• _WHAT TO PRODUCE_:
Each entry should be written out again exactly, so that nothing is lost.

• _MATERIAL SHOWN_:
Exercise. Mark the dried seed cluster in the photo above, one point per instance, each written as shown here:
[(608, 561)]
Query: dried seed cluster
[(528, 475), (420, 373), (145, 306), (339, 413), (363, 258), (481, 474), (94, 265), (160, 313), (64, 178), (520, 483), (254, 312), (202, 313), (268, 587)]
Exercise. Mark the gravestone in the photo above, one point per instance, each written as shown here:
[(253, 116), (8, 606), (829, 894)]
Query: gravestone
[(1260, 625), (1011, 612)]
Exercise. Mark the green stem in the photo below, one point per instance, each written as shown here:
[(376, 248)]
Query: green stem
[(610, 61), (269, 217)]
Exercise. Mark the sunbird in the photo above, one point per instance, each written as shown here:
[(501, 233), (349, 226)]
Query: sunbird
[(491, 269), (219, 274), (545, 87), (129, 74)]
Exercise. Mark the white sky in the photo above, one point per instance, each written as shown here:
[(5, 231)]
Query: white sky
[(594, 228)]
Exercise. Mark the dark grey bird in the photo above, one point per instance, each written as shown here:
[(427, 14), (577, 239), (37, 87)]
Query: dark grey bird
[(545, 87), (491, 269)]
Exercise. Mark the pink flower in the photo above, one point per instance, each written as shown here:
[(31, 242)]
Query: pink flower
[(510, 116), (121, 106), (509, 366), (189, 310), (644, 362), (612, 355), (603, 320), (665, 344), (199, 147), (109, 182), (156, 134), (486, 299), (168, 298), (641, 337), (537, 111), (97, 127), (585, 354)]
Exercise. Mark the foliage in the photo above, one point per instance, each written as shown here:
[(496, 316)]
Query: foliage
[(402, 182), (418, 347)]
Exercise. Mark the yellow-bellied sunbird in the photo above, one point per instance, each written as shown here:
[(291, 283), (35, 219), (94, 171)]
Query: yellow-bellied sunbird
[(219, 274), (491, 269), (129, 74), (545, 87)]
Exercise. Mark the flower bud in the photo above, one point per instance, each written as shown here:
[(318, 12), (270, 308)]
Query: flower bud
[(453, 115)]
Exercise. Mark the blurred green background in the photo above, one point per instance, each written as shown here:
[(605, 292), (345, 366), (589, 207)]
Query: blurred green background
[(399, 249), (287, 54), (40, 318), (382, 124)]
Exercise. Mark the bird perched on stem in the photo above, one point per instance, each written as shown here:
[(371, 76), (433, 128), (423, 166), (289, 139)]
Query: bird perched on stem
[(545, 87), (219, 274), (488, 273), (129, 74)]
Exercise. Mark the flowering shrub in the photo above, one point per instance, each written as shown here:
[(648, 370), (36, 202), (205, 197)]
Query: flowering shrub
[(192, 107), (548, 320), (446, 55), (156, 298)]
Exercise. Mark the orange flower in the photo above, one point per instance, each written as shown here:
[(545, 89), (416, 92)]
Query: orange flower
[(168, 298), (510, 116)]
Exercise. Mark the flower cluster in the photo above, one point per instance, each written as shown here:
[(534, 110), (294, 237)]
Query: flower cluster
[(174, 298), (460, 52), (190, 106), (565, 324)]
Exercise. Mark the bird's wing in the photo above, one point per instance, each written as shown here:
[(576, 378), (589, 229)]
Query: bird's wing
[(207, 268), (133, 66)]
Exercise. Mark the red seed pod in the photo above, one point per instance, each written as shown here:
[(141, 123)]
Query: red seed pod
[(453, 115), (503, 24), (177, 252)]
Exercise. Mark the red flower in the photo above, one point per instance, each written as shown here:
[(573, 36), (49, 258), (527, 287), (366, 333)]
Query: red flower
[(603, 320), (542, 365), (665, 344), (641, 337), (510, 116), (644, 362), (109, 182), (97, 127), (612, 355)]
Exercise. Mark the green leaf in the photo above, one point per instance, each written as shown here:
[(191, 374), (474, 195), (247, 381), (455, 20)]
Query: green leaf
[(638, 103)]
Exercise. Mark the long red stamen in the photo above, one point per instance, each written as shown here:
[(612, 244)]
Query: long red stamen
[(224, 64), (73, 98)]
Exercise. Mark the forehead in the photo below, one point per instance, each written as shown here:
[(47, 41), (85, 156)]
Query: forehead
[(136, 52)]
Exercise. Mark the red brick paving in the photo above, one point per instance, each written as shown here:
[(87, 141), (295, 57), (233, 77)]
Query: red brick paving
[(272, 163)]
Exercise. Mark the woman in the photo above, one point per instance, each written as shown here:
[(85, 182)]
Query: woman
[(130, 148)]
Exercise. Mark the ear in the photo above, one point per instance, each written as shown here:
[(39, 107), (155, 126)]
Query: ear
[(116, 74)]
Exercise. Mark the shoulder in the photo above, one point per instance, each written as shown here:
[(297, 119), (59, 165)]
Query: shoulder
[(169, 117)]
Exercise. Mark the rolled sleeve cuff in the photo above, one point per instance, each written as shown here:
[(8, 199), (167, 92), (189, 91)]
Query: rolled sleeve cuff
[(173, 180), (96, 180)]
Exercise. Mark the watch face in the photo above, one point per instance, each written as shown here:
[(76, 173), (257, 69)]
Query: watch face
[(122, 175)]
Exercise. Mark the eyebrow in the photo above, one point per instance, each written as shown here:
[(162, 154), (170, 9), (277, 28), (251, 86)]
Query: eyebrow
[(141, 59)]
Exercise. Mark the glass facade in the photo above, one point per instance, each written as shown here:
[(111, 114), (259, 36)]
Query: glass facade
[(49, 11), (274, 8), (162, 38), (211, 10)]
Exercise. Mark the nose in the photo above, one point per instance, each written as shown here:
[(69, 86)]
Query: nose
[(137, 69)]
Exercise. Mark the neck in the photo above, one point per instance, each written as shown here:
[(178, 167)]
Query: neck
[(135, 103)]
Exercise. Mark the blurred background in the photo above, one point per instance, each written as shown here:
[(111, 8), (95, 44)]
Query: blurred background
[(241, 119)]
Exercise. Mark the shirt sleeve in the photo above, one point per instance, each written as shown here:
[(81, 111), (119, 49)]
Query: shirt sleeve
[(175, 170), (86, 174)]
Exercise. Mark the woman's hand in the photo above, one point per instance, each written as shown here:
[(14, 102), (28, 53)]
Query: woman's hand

• _RESULT OF THIS TASK_:
Exercise. Mark the dried seed cluster in the photo above, one point per instance, each written as shown here:
[(608, 561)]
Query: dried seed cluster
[(528, 475), (420, 373), (145, 306), (339, 413), (363, 258), (481, 474), (94, 265), (160, 313), (64, 178), (520, 483), (254, 312), (202, 313), (268, 587)]
Exercise. Mark the gravestone in the photo above, one point per instance, each written as shown here:
[(253, 116), (8, 606), (829, 894)]
Query: gravestone
[(1260, 625), (1011, 612)]
Exercise. Mark the green stem in the photo below, one point per instance, each written as shown here:
[(376, 248)]
Query: green stem
[(610, 61), (269, 217)]
Exercise. Mark the sunbird in the photo above, one point per instance, each written as shown here:
[(501, 233), (349, 226)]
Query: sunbird
[(491, 269), (219, 274), (545, 87), (129, 74)]
Exercise. Mark the white sky in the photo above, one point per instance, each written as shown here:
[(5, 231)]
Query: white sky
[(594, 228)]
Exercise. Mark the dark grey bird in the photo above, one point per instance, each written as shown here:
[(427, 14), (577, 239), (37, 87)]
Query: dark grey bird
[(545, 87), (491, 269)]
Exercise. Mark the pink flower in the photo above, one point per instance, each written as shown here:
[(31, 242)]
Query: pink flower
[(510, 116), (121, 106), (509, 366), (189, 310), (644, 362), (612, 355), (603, 320), (665, 344), (199, 147), (109, 182), (156, 134), (486, 299), (168, 298), (641, 337), (537, 111), (97, 127), (585, 354)]
Exercise. Mark the foliage in the photo above, one point per instance, each written as shown here:
[(496, 316)]
Query: foliage
[(402, 182), (418, 347)]
Exercise. Mark the yellow-bellied sunbird in the photo above, one point per instance, each written as shown here:
[(291, 283), (35, 219), (94, 171)]
Query: yellow-bellied sunbird
[(219, 274), (491, 269), (129, 74), (545, 87)]
Exercise. Mark the flower bud in the photo above, one point per instance, each written as shown here:
[(318, 12), (270, 308)]
Query: flower bud
[(453, 115)]
Exercise. Mark the blurred green background in the photo above, one point per instance, each written as shown here:
[(605, 292), (345, 366), (589, 207)]
Query: blurred green background
[(399, 249), (287, 54), (40, 318), (382, 124)]
Exercise. Mark the bird perched on stem in the photo above, one point per instance, each written as shown here:
[(371, 76), (433, 128), (423, 166), (289, 139)]
Query: bird perched on stem
[(545, 87), (219, 274), (488, 273), (129, 74)]
Exercise. Mark the flowering shrub in the photo above, one point per instance, each written as shown here:
[(648, 370), (36, 202), (205, 197)]
Query: flowering shrub
[(192, 107), (548, 320), (446, 55), (156, 298)]
Exercise. Mark the orange flower in the photo above, one point per instance, each written as shown here:
[(545, 89), (416, 92)]
Query: orange flower
[(168, 298), (510, 116)]
Exercise. Mark the flower cluster in the photo above, one point per instance, each written as shown here:
[(534, 110), (294, 237)]
Query: flower cluster
[(174, 298), (460, 52), (190, 106), (565, 324)]
Exercise. Mark the bird's wing in the photo above, one point per instance, each written as shown here:
[(576, 378), (589, 229)]
Query: bird's wing
[(207, 268), (133, 66)]
Exercise. Mark the red seed pod in the photo above, one point per instance, each written as shown here:
[(141, 123)]
Query: red seed pod
[(453, 115), (503, 24), (177, 252)]
Exercise. Mark the red flower in the photo above, one point per instance, each written as shown here:
[(573, 36), (49, 258), (527, 287), (366, 333)]
Query: red flower
[(603, 320), (542, 365), (665, 344), (641, 337), (510, 116), (644, 362), (109, 182), (97, 127), (612, 355)]
Exercise. Mark the green leaf in the photo above, one point per instance, each written as shown here:
[(191, 374), (474, 195), (247, 381), (455, 20)]
Query: green leaf
[(638, 103)]
Exercise. Mark the long red stamen in the photo above, one point per instance, each written as shown here:
[(612, 244)]
Query: long red stamen
[(224, 64), (73, 98)]
Exercise. Mark the forehead in the photo below, one point per instance, each written as shown here:
[(47, 41), (85, 156)]
Query: forehead
[(136, 52)]
Exercise. Mark the red brick paving in the photo above, one point per instance, each written as shown here:
[(87, 141), (295, 57), (233, 77)]
Query: red brick paving
[(272, 163)]
Exercise. Mark the woman in the photo above, one point per instance, each written as shown here:
[(85, 182)]
Query: woman
[(130, 148)]
Exercise. Mark the ear in the photo above, one point per instance, each written as shown here:
[(39, 107), (155, 126)]
Query: ear
[(116, 74)]
Exercise. Mark the shoulder in the photo above, one point per instance, each written as shown here:
[(297, 119), (59, 165)]
Query: shoulder
[(169, 117)]
Exercise. Mark the rolled sleeve cuff in the photo above, one point per instance, each written as shown here:
[(8, 199), (167, 92), (189, 91)]
Query: rolled sleeve cuff
[(173, 180), (96, 180)]
Exercise. Mark the watch face in the photo above, one point per instance, each written as shown here:
[(76, 173), (257, 69)]
Query: watch face
[(122, 175)]
Exercise. Mark the eyebrow in the photo above, one point per instance, each written as shown here:
[(162, 154), (170, 9), (277, 28), (251, 86)]
Query: eyebrow
[(141, 59)]
Exercise. Mark the glass facade in the photo above, one point per instance, each written as shown here:
[(111, 114), (259, 36)]
Query: glass facade
[(49, 11), (274, 8), (162, 38), (211, 10)]
Exercise. Mark the nose in the photo above, one point per instance, each written as shown here:
[(69, 86)]
Query: nose
[(137, 69)]
Exercise. Mark the neck in the photo above, one point per instance, each written as shown here:
[(178, 167)]
Query: neck
[(135, 103)]
Exercise. Mark the blurred background in the photo above, one point per instance, each written as shown here:
[(111, 8), (95, 44)]
Query: blurred background
[(241, 119)]
Exercise. Mark the shirt sleeve in the photo above, one point per instance, each written as shown here:
[(81, 111), (119, 49)]
Query: shirt sleeve
[(175, 170), (86, 174)]
Exercise. Mark the woman's hand in the photo above, one point per instance, each written as shown here:
[(14, 102), (28, 53)]
Query: woman's hand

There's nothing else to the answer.